→ Task instructions
Lay out the items below as a two-column CSV with the headers text and answer, one row per item. Put each item's text and its answer in their own quoted field, with line breaks turned into spaces.
——————————
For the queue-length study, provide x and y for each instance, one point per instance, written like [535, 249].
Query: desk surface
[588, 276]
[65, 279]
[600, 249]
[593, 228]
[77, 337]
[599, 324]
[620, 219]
——————————
→ Result of this task
text,answer
"For the queue-length study, provide x and y for each instance, one point per instance, written like [535, 249]. Query: desk surface","[588, 276] [65, 279] [600, 249] [593, 228] [77, 337] [599, 324] [620, 219]"